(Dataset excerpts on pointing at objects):
-=-=-=-=-

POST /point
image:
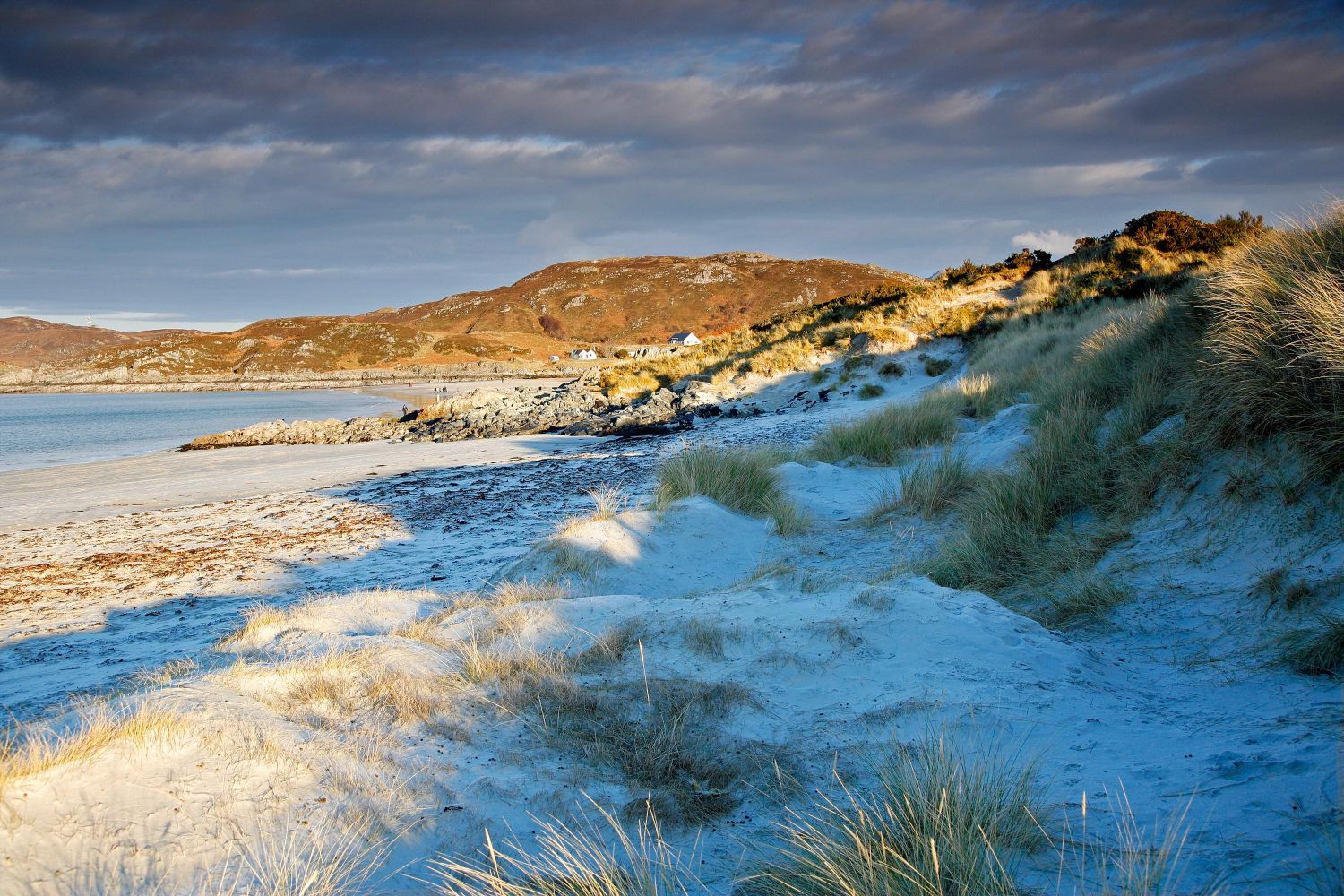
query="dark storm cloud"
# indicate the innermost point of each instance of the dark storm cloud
(155, 144)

-=-=-=-=-

(Exercise objective): Convert every line of the items above into a Markdown table with the columns No. and Line, numbering the rows and skipping blank lines. Leave the pictures out.

(Output of the task):
| No. | Line |
|---|---|
| 1 | POST /point |
| 2 | image: |
| 3 | query="dark storm cloud" |
| 4 | # indicate the innermost point of each instance of the dark storm cloud |
| 5 | (155, 144) |